• **ОБЯЗАТЕЛЬНЫЕ ЗАДАНИЯ**
1/ Проверьте, согласуются ли с текстом для чтения утверждения (a), (b) и (c), и на каждое ответьте «да» или «нет», подтвердив ответ точной цитатой из текста. (a) Дионисийское наслаждение бытием чуждо Св. Симеону. (b) У Вийона странствие есть вдохновенное творчество собственной судьбы. (c) Вийоновский мотив нищеты в богатстве опирается на послание ап. Павла.
2/ Пожалуйста, укажите, что, согласно тексту для чтения, предполагает традиция абсурда.

• **ТЕКСТ ДЛЯ ЧТЕНИЯ**
((
Лирика вагантов выражает чувство экзистенционального благополучия человека на земле, даже в момент странствий, - и это естественно для концептуальной метафоры Диониса в Средние века:

Ветры нас противные пусть в пути не встретят!
Злые стрелы бедности пусть нам в грудь не метят!
Каждому разумному луч надежды светит:
Беды минут странника, и судьба приветит. [10]

Если в лирике вагантов странствие – вдохновенное творчество собственной судьбы, то у Вийона человек запутался в своих противоречиях, потерял себя, поэтому мир потерял человека, так что даже Родина перестала быть родным домом. Традиция абсурда предполагает, что мир вторичен по отношению к сознанию человека.
За внешним сходством мотивов гимна Св. Симеона и баллады Вийона таится существенная разница. Дионисийское наслаждение бытием чуждо идеальному монаху – Св. Симеону, поэтому его и ручей не поит и богатство не обогащает.  Дионис не столько умер в душе св. Симеона, сколько обрел свою небесную природу, поэтому неспособный напоить ручей смещается из области трагического, как это было у Вийона, в область чудесного и радостного. 
Вийон же страдает из-за утраты дионисийской естественности, страдает оттого, что пал так низко, что даже дионисийское благополучие для него невозможно.
Вийоновский мотив нищеты в богатстве опирается на новозаветный текст – на послание ап. Павла: «… нас почитают обманщиками, но мы верны; мы неизвестны, но нас узнают; нас почитают умершими, но вот, мы живы; нас наказывают, но мы не умираем; нас огорчают, а мы всегда радуемся; мы нищи, но многих обогащаем; мы ничего не имеем, но всем обладаем» (2 Кор., 6:8-10).
))
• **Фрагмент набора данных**
((
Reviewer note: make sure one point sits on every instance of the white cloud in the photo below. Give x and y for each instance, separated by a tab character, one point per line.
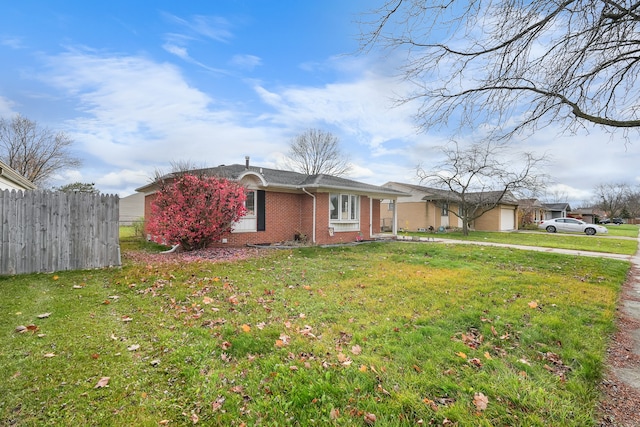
247	62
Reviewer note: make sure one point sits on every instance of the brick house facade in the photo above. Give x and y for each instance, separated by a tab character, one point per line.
285	206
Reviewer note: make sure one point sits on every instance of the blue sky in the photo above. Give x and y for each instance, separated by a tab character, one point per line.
139	85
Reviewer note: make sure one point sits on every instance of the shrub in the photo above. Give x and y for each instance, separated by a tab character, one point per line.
195	211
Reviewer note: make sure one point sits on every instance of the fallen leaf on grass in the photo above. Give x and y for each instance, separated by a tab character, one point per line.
104	381
480	401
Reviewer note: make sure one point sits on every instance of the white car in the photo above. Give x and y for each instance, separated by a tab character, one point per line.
571	225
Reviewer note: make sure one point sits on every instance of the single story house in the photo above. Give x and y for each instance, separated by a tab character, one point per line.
431	207
556	210
531	211
12	180
131	209
284	205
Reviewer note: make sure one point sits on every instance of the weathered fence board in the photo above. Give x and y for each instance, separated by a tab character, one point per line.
43	231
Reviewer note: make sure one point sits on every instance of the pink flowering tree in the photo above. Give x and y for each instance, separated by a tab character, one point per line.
194	211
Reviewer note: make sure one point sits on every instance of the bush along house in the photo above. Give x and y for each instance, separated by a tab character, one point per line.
284	206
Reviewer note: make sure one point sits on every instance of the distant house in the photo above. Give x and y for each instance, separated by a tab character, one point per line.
12	180
284	205
556	210
589	215
431	207
530	211
131	208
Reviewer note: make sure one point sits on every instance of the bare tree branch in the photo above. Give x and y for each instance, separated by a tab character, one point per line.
479	177
33	151
516	64
317	152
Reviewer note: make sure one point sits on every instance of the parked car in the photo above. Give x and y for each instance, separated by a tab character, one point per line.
))
• **РЕЗУЛЬТАТЫ**
1/
(a) Да: «Дионисийское наслаждение бытием чуждо идеальному монаху – Св. Симеону».
(b) Нет: «у Вийона человек запутался в своих противоречиях, потерял себя».
(c) Да: «Вийоновский мотив нищеты в богатстве опирается на новозаветный текст – на послание ап. Павла».

2/ Что мир вторичен по отношению к сознанию человека.